**Instruction:** Reproduce every line of the material below verbatim, leaving out the pictures.

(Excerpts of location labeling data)
____

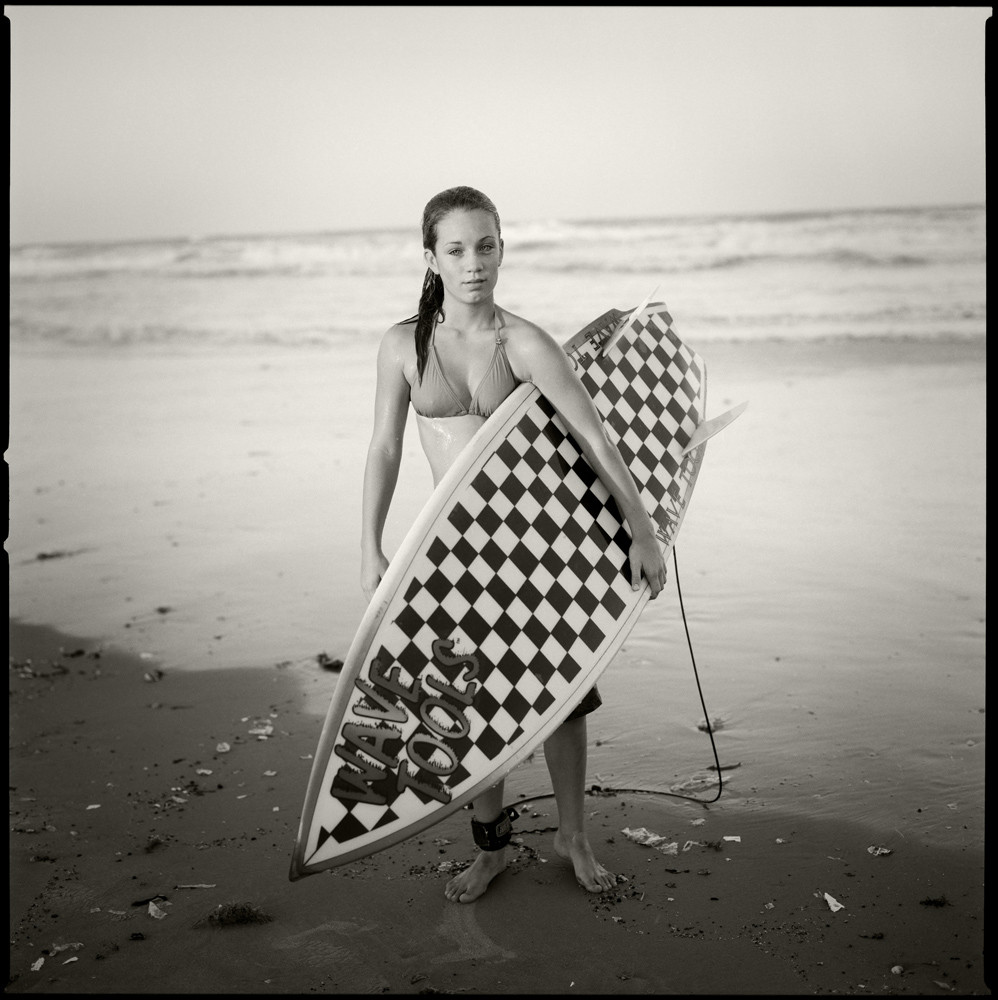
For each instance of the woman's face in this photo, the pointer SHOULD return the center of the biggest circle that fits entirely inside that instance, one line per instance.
(467, 255)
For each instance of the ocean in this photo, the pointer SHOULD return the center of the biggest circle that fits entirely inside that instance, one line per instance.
(918, 272)
(190, 419)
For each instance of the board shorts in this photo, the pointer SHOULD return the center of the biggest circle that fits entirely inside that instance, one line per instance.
(590, 702)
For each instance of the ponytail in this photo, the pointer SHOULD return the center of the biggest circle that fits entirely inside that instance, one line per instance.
(431, 299)
(431, 302)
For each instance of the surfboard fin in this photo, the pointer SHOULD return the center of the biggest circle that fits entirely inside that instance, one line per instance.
(710, 427)
(628, 323)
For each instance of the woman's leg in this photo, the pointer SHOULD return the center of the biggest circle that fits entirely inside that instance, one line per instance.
(565, 752)
(473, 881)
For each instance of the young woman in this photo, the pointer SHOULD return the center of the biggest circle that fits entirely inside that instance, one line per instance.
(455, 362)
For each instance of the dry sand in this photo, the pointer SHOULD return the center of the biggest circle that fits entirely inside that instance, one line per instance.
(121, 797)
(188, 598)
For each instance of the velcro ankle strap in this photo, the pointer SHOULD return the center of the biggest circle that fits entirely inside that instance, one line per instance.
(495, 835)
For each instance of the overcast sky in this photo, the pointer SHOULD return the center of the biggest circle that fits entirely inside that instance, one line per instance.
(139, 122)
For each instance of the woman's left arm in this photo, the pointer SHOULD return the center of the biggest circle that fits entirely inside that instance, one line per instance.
(538, 358)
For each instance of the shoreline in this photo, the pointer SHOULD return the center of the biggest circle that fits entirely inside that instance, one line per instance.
(91, 731)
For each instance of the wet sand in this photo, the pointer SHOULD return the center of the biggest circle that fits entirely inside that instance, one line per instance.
(183, 549)
(122, 797)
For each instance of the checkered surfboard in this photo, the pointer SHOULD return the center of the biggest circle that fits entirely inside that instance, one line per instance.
(505, 602)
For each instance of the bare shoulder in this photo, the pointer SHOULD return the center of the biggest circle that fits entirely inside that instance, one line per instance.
(398, 348)
(530, 348)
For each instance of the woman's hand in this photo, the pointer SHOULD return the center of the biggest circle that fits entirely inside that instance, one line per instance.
(646, 559)
(372, 568)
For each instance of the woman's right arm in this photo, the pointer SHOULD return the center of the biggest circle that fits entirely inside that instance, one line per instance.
(384, 456)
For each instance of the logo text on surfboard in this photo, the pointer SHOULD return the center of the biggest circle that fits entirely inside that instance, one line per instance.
(378, 763)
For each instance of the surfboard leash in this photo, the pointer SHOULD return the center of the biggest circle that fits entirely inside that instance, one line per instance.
(703, 705)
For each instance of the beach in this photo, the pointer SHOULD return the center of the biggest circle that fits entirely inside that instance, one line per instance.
(184, 564)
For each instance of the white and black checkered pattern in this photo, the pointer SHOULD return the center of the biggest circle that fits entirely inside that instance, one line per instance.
(528, 570)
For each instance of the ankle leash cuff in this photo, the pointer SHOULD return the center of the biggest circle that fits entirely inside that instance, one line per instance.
(495, 835)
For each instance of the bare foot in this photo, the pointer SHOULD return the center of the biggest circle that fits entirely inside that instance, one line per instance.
(589, 873)
(473, 881)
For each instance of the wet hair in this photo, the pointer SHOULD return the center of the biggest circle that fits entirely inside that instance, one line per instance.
(431, 298)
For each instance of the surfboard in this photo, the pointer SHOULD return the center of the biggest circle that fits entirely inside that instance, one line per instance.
(507, 598)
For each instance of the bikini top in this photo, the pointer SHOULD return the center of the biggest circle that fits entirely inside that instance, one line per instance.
(435, 397)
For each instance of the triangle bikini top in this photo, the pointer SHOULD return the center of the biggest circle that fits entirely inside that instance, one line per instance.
(434, 396)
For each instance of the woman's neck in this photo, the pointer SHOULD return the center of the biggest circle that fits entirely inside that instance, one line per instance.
(470, 317)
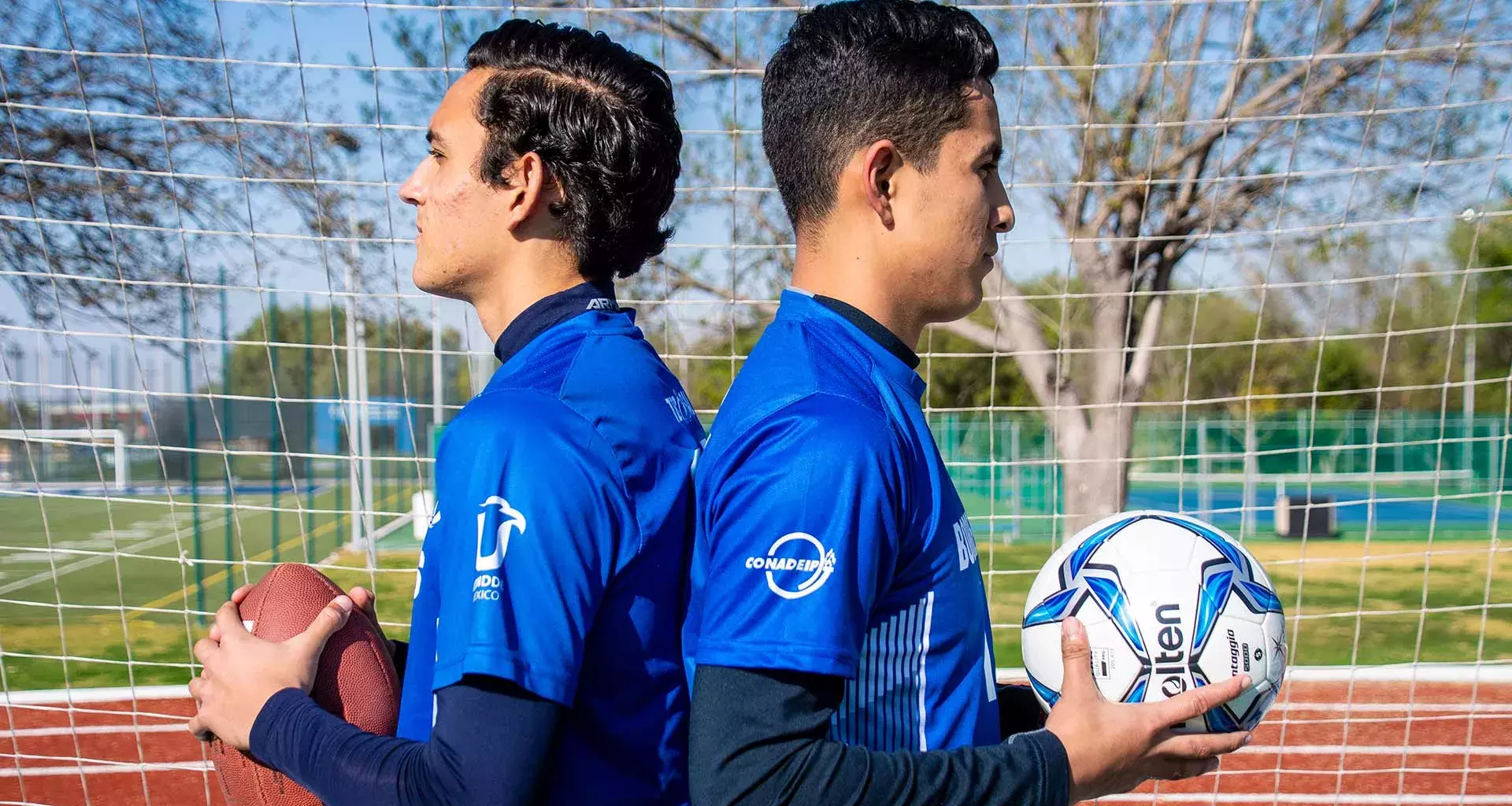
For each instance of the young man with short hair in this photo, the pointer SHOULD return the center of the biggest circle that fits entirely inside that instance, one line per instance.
(543, 660)
(838, 637)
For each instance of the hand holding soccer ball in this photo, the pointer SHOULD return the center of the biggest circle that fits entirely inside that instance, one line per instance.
(1114, 748)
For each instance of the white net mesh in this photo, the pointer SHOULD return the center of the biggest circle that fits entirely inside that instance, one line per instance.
(1260, 274)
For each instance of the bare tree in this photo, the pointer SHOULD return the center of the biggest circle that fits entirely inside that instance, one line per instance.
(129, 152)
(1147, 131)
(1209, 124)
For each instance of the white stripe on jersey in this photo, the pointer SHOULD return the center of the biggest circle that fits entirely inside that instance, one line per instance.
(884, 707)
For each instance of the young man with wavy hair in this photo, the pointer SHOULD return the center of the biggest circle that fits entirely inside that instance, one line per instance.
(838, 637)
(543, 660)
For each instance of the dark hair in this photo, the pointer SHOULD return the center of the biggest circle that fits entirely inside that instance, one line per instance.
(604, 123)
(854, 73)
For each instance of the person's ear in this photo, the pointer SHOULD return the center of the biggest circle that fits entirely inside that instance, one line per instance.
(880, 167)
(528, 190)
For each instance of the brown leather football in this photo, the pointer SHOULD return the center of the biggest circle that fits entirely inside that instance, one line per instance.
(356, 679)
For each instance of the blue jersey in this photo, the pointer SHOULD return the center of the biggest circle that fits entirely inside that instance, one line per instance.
(558, 554)
(831, 540)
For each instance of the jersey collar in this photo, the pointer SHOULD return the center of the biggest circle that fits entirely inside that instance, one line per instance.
(552, 310)
(894, 359)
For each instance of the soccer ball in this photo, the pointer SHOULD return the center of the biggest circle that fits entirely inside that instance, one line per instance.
(1169, 604)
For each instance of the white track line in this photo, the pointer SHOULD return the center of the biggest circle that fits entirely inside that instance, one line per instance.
(108, 768)
(1378, 750)
(1479, 708)
(94, 729)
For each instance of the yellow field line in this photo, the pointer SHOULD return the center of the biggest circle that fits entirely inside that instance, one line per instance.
(220, 575)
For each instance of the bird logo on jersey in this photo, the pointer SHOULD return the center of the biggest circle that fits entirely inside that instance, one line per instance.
(493, 543)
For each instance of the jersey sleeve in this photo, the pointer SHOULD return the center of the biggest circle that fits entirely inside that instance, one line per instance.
(534, 518)
(802, 520)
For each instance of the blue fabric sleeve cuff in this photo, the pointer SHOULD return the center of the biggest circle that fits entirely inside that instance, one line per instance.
(1054, 767)
(507, 666)
(777, 658)
(269, 727)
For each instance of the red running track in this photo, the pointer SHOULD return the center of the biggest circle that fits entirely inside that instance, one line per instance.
(1364, 743)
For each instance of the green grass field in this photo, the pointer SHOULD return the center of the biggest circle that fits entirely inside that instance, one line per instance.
(93, 592)
(123, 612)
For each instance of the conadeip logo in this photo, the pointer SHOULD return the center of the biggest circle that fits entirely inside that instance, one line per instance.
(797, 564)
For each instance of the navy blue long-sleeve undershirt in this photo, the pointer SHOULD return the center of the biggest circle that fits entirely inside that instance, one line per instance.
(489, 745)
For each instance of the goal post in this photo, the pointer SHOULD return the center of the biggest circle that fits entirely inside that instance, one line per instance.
(16, 443)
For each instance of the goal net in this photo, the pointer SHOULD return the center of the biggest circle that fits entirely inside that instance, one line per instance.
(1262, 274)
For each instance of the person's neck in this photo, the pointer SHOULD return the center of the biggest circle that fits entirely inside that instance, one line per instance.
(510, 292)
(829, 268)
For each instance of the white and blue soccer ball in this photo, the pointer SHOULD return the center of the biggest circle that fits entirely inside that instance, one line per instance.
(1169, 604)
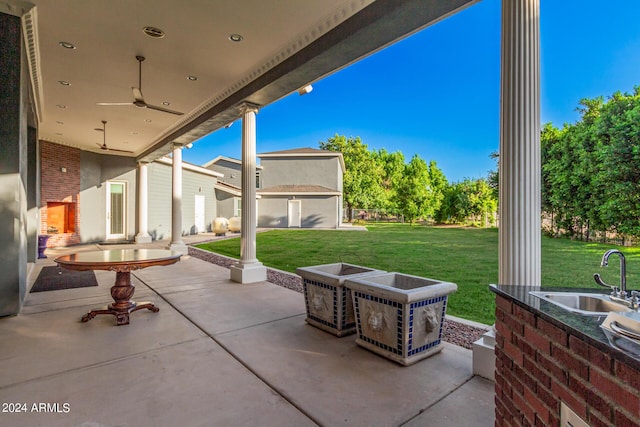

____

**Worked solution:**
For each instance of the woman's face in this photo, the pointer SHOULD return the center of the biggest circle that fits entirely inside that instance, one line per instance.
(467, 255)
For each instance of the ocean in this photo, the pointer SHOULD return the center of the biggest circle that fits entirely inside that instance, one line per instance.
(918, 272)
(190, 419)
For each instance of the board shorts in this photo, the pointer SHOULD return the center of the biggest circle that fits entirely inside that instance, one line per instance.
(590, 702)
For each instance of the ponytail in this photo, the pointer SHOULD return the center of the biggest circle that fits entirely inside that instance, one line per instance.
(431, 299)
(431, 302)
For each instance of the surfboard fin in this photo, the pointer SHOULD return the center of the biggest circle that fits entirely inside that instance, one line per instance.
(710, 427)
(628, 323)
For each instance of the woman's leg in this photo, the pointer SHOULD return the center of the biggest circle that fits entirely inside that instance, one line per instance.
(565, 752)
(473, 881)
For each instance of the young woman in this photo, the pointer SHOULD return the center of the biggest circle that fits entirely inside that instance, one line per instance.
(455, 362)
For each instance of the dry sand in this photo, the pointer SHOULD return the center of the biggest circle that fits entirely inside that instance, one line per instance.
(121, 797)
(188, 598)
For each instance of the velcro ankle strap in this photo, the pointer SHOULD return the center of the biggest circle that fits entirely inside that instance, one line per instance.
(495, 835)
For each instance of the overcast sky in this photo, the pointer SHOULD return the center of the biggest circle that fits entirely inside that instance, one line per instance.
(139, 122)
For each instance of the woman's left arm in this photo, the pointer SHOULD return the center of the biggest circle that fits entirely inside that instance, one line per instance.
(538, 358)
For each instance of the shoreline in this photo, the pointer SHOULD return the center of the biggest circle that fits entirely inside that instance, one line per instance.
(91, 731)
For each instance of the wet sand in this photo, the pointer SHOULD return the center of the biggest circle that fits entirely inside that instance, one line per instance.
(183, 549)
(122, 797)
For each instance of the checkered surfboard in this photo, the pointer SHOULD return the center of the biggest circle that fits entirely inside that instance, one line per instance.
(505, 602)
For each instance of the bare shoulder in this photo, the pointer SHOULD return the center of the biggest circle that fits entirely inside that instance, one line per instance.
(398, 348)
(530, 348)
For each instance of the woman's hand in this photo, the pointer SHOULD return the center of the biggest circle that fits entirely inside that instance, one line per instance.
(646, 559)
(372, 568)
For each instance of the woman's right arm in this photo, the pointer SHOULD return the center of the biggest circle that fits entirely inside that instance, one line per instance.
(384, 456)
For each instance of the logo text on surfboard in this photo, the pointer SHOULD return the center of the biggest circle that fits entirely inside that instance, one line per instance.
(378, 763)
For each instance of the surfboard leash in this photo, the pointer SHOULD return the center of the biggest circle that fits entirely inside that instance, one line per instance.
(703, 705)
For each instance of the beach in this photo, the pointer SHOULD return the center of the biggest circle that fits entirely inside that instance, one line per instance.
(184, 564)
For each instance of the white and black checkered pattern in this photo, the pointer SHOULD return the center of the biggest circle that fits entirely inside that instance, one line per instance.
(528, 570)
For each instance of the ankle leash cuff in this photo, the pointer SHOULD return the center of the biggest circle that fits entirely inside that instance, one line per instance.
(495, 835)
For each instance of the bare foot in this photo, the pointer SHOULD return the center of the biggest circle that fits entirely inside that instance, one line per instance.
(589, 873)
(473, 881)
For each instance of the wet hair in this photo, the pointer SHOULD return the center of the biggest circle that fits entirely inside that instance, one line per instance.
(431, 298)
For each instance of the surfboard in this photo, the pointer SHOULD return the center of the biggest circle that fits entirely inside that instance, one line per instance.
(507, 598)
For each instance of the bikini top in this photo, the pointer SHOULD return the center of the biggest circle that fits entirely inside that instance, one line per instance.
(435, 397)
For each instance of the triangle bikini top in this photo, the pointer SHOULD return the center of the biggest circle that fits entirely inside that instance, one line per instance.
(434, 396)
For each instance of the woman's neck in this photo, the pointer SHOULD return the center of the biggest circle that fits entirely inside that instance, one line per instance.
(470, 317)
For each instance of the young man with short hair in this photo, the pointer SHOULD return the center of the biggest circle that fits entirely inside that instance, one line per instance.
(543, 660)
(838, 637)
For each instance of the hand holding soccer ball in this photo, the pointer SHOULD return the center of the biggest circle that fits entirely inside that instance, one line per instance.
(1114, 748)
For each instance of the white net mesh in this photo, the pointer SHOULD return the center of the biggest circle that fits entirely inside that instance, one line per instance.
(1260, 274)
For each instance of the bare tree in this photo, the pointer SHOULD return the center of the biggest circle that fits entirely inside that instance, one line per instance.
(129, 152)
(1147, 131)
(1209, 124)
For each instance of the white stripe on jersey in this photo, the pointer SHOULD return the center of the biggest circle that fits entirely inside that instance, one line per instance.
(884, 707)
For each instance of the young man with wavy hair in this photo, the pointer SHOULD return the center of the biggest circle that fits entirely inside that instance, one line per instance.
(838, 637)
(543, 660)
For each instance of the dark hair in this photo, the pointer SHOULD return the center of the biggest circle that fits entirely inside that instance, one line per instance.
(604, 123)
(854, 73)
For each instance of the person's ear in this photo, the pointer SHOULD return the center of the biggest circle that fits entirely inside that instance, one line per instance.
(880, 167)
(528, 190)
For each instance of the brown leather football in this photo, the pointer SHOULD return the center of the biggest circle that fits entirely inside that instance, one line per instance.
(356, 679)
For each instance of the blue jersey in this photo, the pointer SHOULD return the center of the biggest circle that fits entirely inside that instance, one line per instance.
(558, 554)
(831, 540)
For each instance of the jersey collar in this photo, the pointer SHOULD return the center of the biggest circle that fits entirely inside that instance, one line per instance.
(552, 310)
(894, 359)
For each instance of the soccer ball in this photo, the pointer SHOULD return the center of the biggest circle that fits entirely inside that instance, one line per instance.
(1169, 604)
For each instance of the white track line in this photo, the pointer SHOULD return the center of the biggest circle that fits entirely inside that instance, one line per instance.
(108, 768)
(1378, 750)
(1479, 708)
(94, 729)
For each instance of the yellow field line in this photo, the pointer SHOULD return the center of the biggest circle that fits entirely inside that instance, one line per instance.
(220, 575)
For each instance of the bird logo on jersey in this photo, the pointer SHOULD return the center of the biggest circle that fits entirely inside that instance, one line per instance.
(493, 543)
For each instance of the jersey sleeve in this photo, the pointer SHOULD return the center of the biggest circle that fits entirely inside that instance, one line per instance.
(534, 518)
(802, 520)
For each instance of the blue fabric sleeve cuff in this photo, the pointer SHOULD return the center of the biggest circle that fits entirely inside that instance, one line per instance.
(1054, 767)
(507, 666)
(777, 658)
(269, 727)
For each instance of the red running track in this photo, the pointer SHOULD return the center of the biggest circle that fits entirely inside that instance, one line per instance.
(1364, 743)
For each instance of the green grass field in this photo, the pointer SHOULD return the center of the biggest circle that fits entirely inside that instance, one line per instance.
(93, 592)
(123, 612)
For each instance of the conadeip logo in this photo, the pointer SHOULD return the center of the biggest circle that fits entirely inside that instance, one line per instance.
(797, 564)
For each instance of the navy blue long-sleeve undershirt in this photo, the pointer SHOULD return the center of the biggest circle that fits entirely inside that instance, one line per instance.
(489, 745)
For each instance of the goal post in this photo, the pointer SHOULD return the center of the biggest circle that fits entirely inside that instance, one line per instance.
(16, 443)
For each instance of the goal net in this photo, the pointer SHOULD return the center of the biggest circle that fits entirely inside that instance, one line per instance.
(1262, 274)
For each instance of the person's neck in this photo, the pointer SHOULD return the center of the biggest circle that fits entirely inside that instance, one line per instance.
(510, 292)
(829, 268)
For each instance of the white and blue soccer ball in this photo, the pointer SHOULD return the center of the biggest circle that fits entirely inside that instance, one line per instance.
(1169, 604)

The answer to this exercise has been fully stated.